## Challenge
Please reproduce the lines below without any change, starting at the very first one and ending with the line that contains "393 37 L 392".

## Records to process
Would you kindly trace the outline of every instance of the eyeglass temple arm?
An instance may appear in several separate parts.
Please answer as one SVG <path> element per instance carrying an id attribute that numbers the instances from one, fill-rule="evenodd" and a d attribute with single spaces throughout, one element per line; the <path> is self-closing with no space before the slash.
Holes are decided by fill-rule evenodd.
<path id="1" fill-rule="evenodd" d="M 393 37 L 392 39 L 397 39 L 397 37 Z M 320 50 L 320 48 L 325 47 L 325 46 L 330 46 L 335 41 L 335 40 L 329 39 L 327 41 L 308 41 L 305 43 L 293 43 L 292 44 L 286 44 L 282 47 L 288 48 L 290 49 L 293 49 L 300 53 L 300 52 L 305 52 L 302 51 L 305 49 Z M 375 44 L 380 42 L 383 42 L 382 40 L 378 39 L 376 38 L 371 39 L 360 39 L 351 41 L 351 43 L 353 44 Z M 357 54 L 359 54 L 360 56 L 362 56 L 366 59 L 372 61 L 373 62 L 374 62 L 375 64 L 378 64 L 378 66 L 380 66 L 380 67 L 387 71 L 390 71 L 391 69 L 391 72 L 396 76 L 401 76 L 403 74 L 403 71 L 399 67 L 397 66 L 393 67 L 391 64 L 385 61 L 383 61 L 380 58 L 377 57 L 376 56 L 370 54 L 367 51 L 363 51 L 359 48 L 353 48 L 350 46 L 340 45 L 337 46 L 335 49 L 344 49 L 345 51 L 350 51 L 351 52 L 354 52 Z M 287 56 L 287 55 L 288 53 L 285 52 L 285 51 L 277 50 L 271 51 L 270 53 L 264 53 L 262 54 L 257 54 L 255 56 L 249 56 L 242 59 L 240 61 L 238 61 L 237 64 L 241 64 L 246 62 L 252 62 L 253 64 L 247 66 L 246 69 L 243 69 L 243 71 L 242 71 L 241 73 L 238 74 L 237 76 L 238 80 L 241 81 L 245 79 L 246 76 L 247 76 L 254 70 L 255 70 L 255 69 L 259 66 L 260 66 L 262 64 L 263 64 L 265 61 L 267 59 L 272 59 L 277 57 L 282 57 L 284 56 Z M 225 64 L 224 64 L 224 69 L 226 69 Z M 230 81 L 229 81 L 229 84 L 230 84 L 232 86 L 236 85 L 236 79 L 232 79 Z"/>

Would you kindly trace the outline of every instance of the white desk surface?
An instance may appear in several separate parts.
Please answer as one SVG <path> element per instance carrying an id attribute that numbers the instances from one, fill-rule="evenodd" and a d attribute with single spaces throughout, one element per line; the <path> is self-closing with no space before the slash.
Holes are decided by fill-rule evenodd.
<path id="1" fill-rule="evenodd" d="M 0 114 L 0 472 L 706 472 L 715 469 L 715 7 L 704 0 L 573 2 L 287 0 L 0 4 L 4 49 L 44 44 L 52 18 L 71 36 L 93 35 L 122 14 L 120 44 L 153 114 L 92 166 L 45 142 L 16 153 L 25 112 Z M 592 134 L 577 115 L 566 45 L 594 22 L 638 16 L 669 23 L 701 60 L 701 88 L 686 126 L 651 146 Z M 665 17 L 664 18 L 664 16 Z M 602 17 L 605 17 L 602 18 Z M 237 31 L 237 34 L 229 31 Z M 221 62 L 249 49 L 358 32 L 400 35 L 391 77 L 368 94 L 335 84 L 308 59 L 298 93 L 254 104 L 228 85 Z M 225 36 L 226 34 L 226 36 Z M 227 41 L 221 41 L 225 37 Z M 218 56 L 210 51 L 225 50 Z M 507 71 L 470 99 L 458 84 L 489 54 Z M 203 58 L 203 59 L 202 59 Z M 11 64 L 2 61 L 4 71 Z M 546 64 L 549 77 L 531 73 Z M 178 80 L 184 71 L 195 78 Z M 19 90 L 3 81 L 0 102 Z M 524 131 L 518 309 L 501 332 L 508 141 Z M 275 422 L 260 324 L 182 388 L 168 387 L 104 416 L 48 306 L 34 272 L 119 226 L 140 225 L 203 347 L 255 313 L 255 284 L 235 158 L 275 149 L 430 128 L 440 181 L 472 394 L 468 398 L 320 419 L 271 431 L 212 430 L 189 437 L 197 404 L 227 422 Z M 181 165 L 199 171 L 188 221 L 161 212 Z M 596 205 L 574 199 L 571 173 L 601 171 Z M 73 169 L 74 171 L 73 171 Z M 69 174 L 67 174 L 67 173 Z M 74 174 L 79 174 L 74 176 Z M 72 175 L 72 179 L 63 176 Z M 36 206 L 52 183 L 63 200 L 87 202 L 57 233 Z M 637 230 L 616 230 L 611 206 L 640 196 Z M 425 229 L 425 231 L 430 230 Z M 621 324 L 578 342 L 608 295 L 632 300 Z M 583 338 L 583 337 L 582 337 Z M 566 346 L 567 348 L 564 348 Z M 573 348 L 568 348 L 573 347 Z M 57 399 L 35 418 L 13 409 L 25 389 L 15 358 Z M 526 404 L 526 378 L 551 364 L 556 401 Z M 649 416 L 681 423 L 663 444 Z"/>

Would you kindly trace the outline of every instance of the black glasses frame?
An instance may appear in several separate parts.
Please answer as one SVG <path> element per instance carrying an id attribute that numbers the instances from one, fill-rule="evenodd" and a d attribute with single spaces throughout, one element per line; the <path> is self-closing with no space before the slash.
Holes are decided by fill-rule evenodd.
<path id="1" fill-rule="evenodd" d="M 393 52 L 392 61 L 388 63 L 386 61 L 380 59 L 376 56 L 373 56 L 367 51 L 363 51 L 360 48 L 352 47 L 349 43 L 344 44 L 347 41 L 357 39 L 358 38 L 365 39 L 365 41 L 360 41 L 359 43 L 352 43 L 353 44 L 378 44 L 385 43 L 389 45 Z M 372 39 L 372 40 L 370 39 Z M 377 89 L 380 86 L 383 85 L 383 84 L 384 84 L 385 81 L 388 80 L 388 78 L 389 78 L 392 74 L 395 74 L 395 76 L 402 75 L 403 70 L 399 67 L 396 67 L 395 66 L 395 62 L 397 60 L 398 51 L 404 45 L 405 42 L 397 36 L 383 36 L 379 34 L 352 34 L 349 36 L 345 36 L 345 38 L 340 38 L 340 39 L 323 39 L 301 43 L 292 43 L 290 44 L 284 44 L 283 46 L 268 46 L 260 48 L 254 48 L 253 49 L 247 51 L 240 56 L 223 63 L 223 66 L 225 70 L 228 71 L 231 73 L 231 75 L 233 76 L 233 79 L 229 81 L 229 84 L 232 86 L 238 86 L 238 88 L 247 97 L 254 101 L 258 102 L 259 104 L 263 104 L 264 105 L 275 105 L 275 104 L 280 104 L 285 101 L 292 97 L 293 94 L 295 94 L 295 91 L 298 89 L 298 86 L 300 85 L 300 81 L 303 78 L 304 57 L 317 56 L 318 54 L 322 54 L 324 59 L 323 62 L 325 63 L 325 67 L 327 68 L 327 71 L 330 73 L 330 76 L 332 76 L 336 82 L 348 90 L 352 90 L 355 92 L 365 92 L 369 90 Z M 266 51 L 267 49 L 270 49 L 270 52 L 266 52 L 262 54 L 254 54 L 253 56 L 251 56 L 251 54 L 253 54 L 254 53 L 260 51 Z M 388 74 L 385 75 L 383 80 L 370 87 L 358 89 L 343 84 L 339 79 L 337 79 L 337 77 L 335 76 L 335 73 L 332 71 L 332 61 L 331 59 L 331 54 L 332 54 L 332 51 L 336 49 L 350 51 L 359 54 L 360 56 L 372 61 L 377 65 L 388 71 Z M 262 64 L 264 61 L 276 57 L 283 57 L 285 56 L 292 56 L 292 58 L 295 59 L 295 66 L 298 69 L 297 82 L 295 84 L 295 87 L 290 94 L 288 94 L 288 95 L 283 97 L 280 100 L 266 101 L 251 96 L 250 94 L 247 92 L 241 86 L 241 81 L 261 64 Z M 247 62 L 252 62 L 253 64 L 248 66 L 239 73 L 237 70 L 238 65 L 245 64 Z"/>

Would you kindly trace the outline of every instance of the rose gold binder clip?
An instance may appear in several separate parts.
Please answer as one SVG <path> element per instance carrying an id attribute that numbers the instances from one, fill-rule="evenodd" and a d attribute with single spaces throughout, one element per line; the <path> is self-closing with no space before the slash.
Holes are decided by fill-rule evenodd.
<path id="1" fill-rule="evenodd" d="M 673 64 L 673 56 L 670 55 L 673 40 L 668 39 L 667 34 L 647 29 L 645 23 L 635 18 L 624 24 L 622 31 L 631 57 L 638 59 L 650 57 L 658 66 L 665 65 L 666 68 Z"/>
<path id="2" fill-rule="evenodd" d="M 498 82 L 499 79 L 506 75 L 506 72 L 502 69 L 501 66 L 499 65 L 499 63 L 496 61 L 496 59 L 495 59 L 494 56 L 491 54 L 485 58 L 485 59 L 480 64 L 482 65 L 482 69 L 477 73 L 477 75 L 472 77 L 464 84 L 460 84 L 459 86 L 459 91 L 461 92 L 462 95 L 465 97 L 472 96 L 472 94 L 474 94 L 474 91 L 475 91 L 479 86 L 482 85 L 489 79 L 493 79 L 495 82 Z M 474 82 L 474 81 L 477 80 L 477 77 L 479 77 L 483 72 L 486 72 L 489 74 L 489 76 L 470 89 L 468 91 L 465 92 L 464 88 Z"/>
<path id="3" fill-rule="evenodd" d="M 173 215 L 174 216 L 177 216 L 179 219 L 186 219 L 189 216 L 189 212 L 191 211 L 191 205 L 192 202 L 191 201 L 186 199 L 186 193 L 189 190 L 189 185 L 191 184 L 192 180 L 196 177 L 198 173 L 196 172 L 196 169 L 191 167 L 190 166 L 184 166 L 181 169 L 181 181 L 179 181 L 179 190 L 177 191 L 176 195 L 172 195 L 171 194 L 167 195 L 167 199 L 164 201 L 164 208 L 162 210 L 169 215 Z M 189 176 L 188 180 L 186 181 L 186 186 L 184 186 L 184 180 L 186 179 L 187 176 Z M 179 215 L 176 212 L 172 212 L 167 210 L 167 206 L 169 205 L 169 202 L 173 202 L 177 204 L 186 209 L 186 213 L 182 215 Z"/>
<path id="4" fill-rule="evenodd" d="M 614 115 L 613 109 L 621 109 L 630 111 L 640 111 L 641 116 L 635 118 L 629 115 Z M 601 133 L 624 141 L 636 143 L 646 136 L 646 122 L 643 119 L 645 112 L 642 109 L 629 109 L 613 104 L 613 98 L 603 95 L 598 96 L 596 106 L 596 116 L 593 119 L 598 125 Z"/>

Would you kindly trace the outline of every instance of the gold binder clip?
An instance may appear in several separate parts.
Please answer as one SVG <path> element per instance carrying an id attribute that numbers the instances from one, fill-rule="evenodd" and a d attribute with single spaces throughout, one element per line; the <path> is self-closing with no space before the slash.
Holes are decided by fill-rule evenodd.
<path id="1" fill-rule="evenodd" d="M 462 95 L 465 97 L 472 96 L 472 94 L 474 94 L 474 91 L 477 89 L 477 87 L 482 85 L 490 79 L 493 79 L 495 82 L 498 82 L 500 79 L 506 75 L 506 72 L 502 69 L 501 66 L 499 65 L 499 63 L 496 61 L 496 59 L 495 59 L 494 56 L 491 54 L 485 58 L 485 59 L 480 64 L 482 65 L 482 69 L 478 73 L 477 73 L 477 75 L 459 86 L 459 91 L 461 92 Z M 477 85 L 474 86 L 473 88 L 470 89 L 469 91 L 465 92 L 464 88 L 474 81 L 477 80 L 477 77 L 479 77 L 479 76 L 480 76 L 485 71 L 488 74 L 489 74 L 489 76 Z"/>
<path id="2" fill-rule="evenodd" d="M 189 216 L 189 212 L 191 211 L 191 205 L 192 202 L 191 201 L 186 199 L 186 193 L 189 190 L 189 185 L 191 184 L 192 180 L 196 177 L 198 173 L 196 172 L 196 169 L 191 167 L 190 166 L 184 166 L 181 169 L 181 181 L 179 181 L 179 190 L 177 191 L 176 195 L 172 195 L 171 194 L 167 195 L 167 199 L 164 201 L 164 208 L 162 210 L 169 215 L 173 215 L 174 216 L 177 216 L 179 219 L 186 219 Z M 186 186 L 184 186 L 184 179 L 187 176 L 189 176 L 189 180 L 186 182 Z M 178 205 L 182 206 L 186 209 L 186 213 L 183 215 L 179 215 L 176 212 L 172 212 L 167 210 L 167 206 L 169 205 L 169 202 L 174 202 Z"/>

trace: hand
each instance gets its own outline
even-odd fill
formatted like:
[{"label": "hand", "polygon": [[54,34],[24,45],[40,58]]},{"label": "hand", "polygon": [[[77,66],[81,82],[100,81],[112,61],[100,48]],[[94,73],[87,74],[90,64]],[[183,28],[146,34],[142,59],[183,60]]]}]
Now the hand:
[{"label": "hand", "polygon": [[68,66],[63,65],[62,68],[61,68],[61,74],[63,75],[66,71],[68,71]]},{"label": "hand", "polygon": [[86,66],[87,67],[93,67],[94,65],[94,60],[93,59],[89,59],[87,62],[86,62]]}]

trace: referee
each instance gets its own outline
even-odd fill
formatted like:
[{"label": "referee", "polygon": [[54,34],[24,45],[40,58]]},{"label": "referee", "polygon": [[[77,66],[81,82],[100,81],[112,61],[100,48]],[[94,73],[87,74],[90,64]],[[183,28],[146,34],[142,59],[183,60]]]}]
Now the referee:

## Worked solution
Would you kindly trace the outline of every instance of the eyeglass temple arm?
An instance may appear in several separate parts.
Please answer as one SVG <path> element per instance carrying an id attribute that numbers the instances from one, fill-rule="evenodd" and a d attribute with single spaces throughout, one element per line; the <path> is self-closing with no space before the slash.
Holes are decided by fill-rule evenodd.
<path id="1" fill-rule="evenodd" d="M 393 37 L 392 39 L 397 39 L 397 37 Z M 320 50 L 320 48 L 325 47 L 325 46 L 330 46 L 335 41 L 335 40 L 329 39 L 327 41 L 308 41 L 305 43 L 293 43 L 292 44 L 286 44 L 282 47 L 288 48 L 290 49 L 293 49 L 300 53 L 300 52 L 305 52 L 302 51 L 305 49 Z M 375 44 L 380 42 L 383 42 L 382 40 L 378 39 L 376 38 L 371 39 L 360 39 L 351 41 L 351 43 L 353 44 Z M 357 54 L 359 54 L 360 56 L 362 56 L 366 59 L 372 61 L 373 62 L 374 62 L 375 64 L 378 64 L 378 66 L 380 66 L 380 67 L 387 71 L 390 71 L 391 69 L 391 72 L 396 76 L 401 76 L 403 74 L 403 71 L 399 67 L 397 66 L 393 67 L 391 64 L 385 61 L 383 61 L 380 58 L 377 57 L 376 56 L 370 54 L 367 51 L 363 51 L 359 48 L 353 48 L 350 46 L 340 45 L 337 46 L 335 49 L 344 49 L 345 51 L 350 51 L 351 52 L 354 52 Z M 287 56 L 287 55 L 288 53 L 285 52 L 285 51 L 277 50 L 271 51 L 270 53 L 264 53 L 262 54 L 257 54 L 255 56 L 249 56 L 242 59 L 240 61 L 238 61 L 237 64 L 241 64 L 246 62 L 252 62 L 253 64 L 247 66 L 246 69 L 243 69 L 243 71 L 242 71 L 241 73 L 238 74 L 237 76 L 238 80 L 241 81 L 245 79 L 246 76 L 247 76 L 254 70 L 255 70 L 255 69 L 259 66 L 260 66 L 262 64 L 263 64 L 265 61 L 267 59 L 272 59 L 277 57 L 282 57 L 284 56 Z M 225 64 L 224 64 L 224 69 L 226 69 Z M 230 81 L 229 81 L 229 84 L 230 84 L 232 86 L 236 85 L 236 79 L 232 79 Z"/>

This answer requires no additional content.